-- Written task --
Reproduce the lines of the data below, unchanged, from the line containing "Reviewer note: every instance of the seated" through the line containing "column 203, row 55", both included. Give nothing outside that range.

-- Point placement data --
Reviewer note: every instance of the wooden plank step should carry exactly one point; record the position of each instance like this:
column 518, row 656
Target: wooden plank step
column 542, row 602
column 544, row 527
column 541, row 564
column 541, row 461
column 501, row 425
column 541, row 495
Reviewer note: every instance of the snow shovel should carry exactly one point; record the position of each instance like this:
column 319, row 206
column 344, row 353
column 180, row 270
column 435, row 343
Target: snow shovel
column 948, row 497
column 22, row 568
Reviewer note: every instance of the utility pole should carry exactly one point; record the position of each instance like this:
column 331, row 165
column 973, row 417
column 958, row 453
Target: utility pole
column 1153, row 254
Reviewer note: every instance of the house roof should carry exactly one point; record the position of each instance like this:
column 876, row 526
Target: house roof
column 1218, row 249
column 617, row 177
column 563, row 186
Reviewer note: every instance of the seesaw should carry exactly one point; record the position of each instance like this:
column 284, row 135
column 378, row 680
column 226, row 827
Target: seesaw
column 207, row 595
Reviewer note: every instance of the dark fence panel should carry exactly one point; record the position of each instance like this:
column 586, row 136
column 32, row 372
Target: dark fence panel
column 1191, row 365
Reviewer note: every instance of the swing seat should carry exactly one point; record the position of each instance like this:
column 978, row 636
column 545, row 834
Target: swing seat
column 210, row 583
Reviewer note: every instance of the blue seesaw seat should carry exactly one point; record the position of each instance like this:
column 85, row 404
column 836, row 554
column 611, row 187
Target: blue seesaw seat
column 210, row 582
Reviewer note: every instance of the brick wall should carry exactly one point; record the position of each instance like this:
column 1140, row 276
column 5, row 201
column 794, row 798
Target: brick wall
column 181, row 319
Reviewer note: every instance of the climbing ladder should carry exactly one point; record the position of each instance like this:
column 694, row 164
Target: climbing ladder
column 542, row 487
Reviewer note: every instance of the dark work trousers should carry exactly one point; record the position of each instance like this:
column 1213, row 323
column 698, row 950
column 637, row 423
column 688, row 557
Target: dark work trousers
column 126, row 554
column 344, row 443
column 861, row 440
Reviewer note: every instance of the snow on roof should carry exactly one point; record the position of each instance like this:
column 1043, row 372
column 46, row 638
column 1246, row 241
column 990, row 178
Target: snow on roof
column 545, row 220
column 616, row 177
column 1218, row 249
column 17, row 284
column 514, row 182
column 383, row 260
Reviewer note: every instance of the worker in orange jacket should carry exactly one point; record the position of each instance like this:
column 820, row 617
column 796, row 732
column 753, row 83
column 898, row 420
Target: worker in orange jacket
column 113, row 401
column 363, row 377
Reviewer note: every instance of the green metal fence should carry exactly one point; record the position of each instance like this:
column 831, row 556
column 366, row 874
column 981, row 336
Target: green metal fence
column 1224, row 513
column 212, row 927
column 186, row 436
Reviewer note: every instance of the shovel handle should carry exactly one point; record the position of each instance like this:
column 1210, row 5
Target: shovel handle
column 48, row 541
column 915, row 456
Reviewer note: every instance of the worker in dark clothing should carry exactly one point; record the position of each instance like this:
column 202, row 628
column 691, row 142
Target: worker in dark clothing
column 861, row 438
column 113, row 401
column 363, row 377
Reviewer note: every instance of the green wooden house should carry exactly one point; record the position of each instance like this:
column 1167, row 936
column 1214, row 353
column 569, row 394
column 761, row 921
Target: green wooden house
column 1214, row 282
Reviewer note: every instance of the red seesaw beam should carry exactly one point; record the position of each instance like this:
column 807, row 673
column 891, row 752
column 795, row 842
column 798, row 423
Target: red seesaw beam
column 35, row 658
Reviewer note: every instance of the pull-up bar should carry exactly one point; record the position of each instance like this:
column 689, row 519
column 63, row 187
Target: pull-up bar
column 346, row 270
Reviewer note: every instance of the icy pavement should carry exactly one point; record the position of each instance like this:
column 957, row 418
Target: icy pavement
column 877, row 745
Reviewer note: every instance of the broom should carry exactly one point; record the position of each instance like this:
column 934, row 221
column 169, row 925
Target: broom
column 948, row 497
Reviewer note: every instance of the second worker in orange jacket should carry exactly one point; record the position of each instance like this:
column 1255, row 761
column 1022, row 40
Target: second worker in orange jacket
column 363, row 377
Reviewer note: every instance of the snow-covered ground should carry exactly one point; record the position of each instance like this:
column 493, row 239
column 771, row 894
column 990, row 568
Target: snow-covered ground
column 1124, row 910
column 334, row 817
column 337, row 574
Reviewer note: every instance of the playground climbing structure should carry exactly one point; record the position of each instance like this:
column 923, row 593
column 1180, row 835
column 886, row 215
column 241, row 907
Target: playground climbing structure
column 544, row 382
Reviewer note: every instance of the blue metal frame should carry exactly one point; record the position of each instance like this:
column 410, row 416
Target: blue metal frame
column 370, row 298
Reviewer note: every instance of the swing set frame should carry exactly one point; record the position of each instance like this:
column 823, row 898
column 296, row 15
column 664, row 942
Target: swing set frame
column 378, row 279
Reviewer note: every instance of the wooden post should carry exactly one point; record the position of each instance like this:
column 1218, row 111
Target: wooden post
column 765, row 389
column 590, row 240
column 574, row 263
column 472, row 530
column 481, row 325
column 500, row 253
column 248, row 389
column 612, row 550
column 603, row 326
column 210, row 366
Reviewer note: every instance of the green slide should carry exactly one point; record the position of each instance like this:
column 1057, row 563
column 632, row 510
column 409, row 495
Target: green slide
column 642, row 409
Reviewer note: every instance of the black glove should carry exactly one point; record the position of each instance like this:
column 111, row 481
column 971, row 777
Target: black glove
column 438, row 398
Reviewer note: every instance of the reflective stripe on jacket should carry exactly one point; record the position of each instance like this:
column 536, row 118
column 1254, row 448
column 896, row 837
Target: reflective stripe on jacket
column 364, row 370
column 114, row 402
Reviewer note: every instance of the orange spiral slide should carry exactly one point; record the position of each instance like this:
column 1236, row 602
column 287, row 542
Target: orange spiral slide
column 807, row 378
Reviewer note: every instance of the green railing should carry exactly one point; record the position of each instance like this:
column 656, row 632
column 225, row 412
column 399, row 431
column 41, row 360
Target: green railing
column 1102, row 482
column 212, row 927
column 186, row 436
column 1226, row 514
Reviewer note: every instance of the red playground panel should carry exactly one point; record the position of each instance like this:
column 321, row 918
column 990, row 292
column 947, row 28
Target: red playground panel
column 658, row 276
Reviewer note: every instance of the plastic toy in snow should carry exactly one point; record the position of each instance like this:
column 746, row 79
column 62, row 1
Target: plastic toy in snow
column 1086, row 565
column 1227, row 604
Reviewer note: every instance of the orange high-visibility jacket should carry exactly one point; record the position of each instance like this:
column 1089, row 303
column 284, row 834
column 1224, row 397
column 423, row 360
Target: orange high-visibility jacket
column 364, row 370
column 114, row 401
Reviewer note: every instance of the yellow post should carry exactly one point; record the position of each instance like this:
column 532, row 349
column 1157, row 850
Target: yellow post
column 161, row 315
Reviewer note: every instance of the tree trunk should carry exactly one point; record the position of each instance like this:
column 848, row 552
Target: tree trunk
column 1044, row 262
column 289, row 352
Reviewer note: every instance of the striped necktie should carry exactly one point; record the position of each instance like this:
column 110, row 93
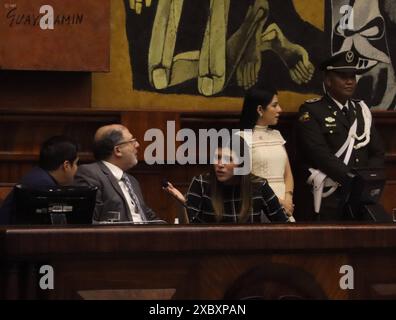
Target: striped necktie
column 133, row 196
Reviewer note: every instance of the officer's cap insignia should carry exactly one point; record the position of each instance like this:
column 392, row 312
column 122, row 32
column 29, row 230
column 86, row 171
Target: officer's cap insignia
column 313, row 100
column 349, row 56
column 305, row 117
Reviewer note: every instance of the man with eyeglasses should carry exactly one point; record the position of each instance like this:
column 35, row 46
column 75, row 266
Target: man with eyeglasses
column 119, row 197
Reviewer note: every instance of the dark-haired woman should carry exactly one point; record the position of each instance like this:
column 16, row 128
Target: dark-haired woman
column 261, row 110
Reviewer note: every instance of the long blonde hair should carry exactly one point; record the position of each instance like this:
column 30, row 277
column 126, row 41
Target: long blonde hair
column 217, row 198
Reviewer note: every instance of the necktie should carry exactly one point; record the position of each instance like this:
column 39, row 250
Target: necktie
column 133, row 196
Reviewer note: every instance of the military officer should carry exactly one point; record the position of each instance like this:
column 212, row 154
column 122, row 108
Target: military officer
column 335, row 134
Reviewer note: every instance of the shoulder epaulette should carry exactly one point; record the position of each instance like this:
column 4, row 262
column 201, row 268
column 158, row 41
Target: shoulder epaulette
column 314, row 100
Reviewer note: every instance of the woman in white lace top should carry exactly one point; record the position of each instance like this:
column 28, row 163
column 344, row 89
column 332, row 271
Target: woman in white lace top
column 261, row 110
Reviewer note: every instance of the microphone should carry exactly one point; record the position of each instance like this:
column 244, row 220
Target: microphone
column 165, row 184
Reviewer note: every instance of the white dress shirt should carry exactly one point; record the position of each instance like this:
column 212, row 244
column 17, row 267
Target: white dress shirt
column 118, row 173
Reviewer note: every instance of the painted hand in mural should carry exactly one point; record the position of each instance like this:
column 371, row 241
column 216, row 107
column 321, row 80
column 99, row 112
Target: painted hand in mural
column 137, row 5
column 294, row 56
column 243, row 50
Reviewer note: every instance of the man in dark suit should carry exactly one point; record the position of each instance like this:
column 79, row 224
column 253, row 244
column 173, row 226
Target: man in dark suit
column 119, row 197
column 335, row 135
column 57, row 167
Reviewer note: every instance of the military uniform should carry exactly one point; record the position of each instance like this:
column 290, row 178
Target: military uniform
column 322, row 130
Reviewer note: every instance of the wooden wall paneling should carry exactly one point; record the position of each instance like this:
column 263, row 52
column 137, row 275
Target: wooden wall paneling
column 37, row 89
column 23, row 131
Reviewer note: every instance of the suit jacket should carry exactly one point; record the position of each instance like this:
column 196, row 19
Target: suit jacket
column 37, row 178
column 109, row 196
column 323, row 129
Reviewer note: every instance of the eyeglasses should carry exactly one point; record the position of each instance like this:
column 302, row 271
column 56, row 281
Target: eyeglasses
column 133, row 141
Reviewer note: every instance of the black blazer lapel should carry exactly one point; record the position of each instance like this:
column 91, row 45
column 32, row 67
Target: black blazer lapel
column 113, row 182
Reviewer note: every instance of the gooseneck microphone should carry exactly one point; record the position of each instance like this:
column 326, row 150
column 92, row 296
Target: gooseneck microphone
column 165, row 184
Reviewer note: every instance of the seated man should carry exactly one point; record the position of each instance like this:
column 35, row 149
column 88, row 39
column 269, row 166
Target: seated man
column 119, row 193
column 57, row 167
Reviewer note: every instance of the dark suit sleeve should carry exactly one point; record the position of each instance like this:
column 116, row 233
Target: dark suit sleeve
column 149, row 213
column 315, row 147
column 273, row 209
column 376, row 149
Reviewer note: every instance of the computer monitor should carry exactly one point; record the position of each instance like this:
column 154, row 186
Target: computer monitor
column 60, row 205
column 363, row 203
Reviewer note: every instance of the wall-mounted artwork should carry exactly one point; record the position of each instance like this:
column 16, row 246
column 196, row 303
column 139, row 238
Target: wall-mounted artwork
column 60, row 35
column 203, row 55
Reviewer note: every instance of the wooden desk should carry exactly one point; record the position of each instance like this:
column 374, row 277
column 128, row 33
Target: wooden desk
column 199, row 262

-- Task response --
Reviewer note: every instance of the seated man should carry exactly one point; record the position of each instance like this:
column 35, row 149
column 88, row 39
column 269, row 166
Target: seated man
column 119, row 193
column 57, row 167
Reviewer note: every instance of the dark suit sleeve should carry exactly one point; record the position of each instance like this:
column 116, row 233
Target: dark suit sleeve
column 149, row 213
column 315, row 147
column 273, row 209
column 376, row 149
Reviewer note: every instance of the computer monitor should carry exactly one point; record the position of each instance like this:
column 154, row 186
Target: computer monitor
column 60, row 205
column 363, row 203
Reviewer note: every instance of the wall-mounted artwork should carry exactly one point; record the position of each instance like this:
column 16, row 246
column 196, row 303
column 139, row 238
Target: wall-mounted artwork
column 60, row 35
column 203, row 55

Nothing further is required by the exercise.